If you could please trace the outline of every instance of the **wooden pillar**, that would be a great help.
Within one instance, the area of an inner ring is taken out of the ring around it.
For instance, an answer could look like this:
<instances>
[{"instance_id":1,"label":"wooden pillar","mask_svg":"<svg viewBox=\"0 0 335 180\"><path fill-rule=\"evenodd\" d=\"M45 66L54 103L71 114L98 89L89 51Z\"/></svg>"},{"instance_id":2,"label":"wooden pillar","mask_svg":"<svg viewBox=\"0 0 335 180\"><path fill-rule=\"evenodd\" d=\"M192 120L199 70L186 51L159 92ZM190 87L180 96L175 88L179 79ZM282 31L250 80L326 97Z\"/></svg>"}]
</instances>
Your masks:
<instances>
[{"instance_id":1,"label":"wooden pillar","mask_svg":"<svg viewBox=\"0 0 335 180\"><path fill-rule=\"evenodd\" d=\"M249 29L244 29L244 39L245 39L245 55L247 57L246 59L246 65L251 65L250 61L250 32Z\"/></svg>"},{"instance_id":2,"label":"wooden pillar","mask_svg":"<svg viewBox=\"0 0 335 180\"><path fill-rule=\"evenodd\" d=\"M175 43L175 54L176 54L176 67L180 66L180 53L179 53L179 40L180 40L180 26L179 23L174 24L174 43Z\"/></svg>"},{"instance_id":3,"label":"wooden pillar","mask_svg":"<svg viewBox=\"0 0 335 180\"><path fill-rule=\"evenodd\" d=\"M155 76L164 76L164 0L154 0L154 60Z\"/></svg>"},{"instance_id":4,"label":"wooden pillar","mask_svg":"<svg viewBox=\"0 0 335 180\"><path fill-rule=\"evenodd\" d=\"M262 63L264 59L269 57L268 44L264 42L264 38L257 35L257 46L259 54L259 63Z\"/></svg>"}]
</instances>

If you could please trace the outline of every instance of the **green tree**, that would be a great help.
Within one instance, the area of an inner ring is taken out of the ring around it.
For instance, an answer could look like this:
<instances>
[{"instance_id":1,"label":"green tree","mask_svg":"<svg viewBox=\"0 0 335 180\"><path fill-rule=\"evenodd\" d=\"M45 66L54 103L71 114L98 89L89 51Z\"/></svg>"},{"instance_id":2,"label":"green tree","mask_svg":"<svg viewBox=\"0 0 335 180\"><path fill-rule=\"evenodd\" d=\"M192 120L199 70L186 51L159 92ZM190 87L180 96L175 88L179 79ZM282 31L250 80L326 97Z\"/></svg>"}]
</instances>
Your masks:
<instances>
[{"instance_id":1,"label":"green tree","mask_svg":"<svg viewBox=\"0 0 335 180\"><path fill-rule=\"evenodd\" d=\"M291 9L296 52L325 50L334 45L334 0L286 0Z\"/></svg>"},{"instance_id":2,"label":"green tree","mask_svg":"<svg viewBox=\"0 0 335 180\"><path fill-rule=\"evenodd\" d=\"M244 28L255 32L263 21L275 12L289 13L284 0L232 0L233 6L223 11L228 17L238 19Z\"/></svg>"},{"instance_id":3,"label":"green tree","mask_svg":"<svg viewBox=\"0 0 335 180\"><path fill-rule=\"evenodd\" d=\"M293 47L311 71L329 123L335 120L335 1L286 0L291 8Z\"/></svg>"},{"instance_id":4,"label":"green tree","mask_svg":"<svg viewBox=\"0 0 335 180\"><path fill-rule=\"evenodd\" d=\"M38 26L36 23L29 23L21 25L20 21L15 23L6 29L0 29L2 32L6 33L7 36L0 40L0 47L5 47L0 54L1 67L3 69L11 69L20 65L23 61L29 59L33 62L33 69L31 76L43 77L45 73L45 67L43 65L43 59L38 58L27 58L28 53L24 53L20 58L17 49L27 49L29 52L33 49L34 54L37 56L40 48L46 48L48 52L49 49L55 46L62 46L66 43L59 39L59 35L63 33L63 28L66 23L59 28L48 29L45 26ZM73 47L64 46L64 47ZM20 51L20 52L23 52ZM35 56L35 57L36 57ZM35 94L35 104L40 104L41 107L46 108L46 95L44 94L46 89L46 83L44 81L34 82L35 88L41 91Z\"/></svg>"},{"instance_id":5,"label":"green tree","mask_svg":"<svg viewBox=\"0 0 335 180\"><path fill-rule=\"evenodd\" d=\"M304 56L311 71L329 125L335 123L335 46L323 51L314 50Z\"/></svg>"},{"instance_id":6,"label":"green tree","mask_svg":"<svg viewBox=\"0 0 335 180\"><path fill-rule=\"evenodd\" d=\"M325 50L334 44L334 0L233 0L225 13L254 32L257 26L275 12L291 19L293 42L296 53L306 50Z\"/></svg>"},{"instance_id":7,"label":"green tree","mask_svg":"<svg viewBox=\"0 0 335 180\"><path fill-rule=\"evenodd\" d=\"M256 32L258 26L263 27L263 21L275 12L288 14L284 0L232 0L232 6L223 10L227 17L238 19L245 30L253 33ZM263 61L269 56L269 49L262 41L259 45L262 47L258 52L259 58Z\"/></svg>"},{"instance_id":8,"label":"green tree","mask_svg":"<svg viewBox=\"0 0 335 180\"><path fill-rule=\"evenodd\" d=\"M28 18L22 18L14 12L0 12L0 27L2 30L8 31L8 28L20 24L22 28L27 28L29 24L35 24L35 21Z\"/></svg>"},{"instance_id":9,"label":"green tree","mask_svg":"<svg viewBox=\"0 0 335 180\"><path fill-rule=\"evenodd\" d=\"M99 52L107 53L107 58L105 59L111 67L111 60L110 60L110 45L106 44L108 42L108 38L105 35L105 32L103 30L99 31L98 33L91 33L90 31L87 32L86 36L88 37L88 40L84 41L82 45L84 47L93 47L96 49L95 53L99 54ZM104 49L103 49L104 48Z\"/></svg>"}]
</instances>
####################
== Problem to work on ==
All lines in the listing above that contain "would" should be shown.

== Answer to this task ==
If you could please trace the outline of every instance of the **wooden pillar**, that would be a great help.
If you could please trace the outline of every instance of the **green tree**, that would be a great help.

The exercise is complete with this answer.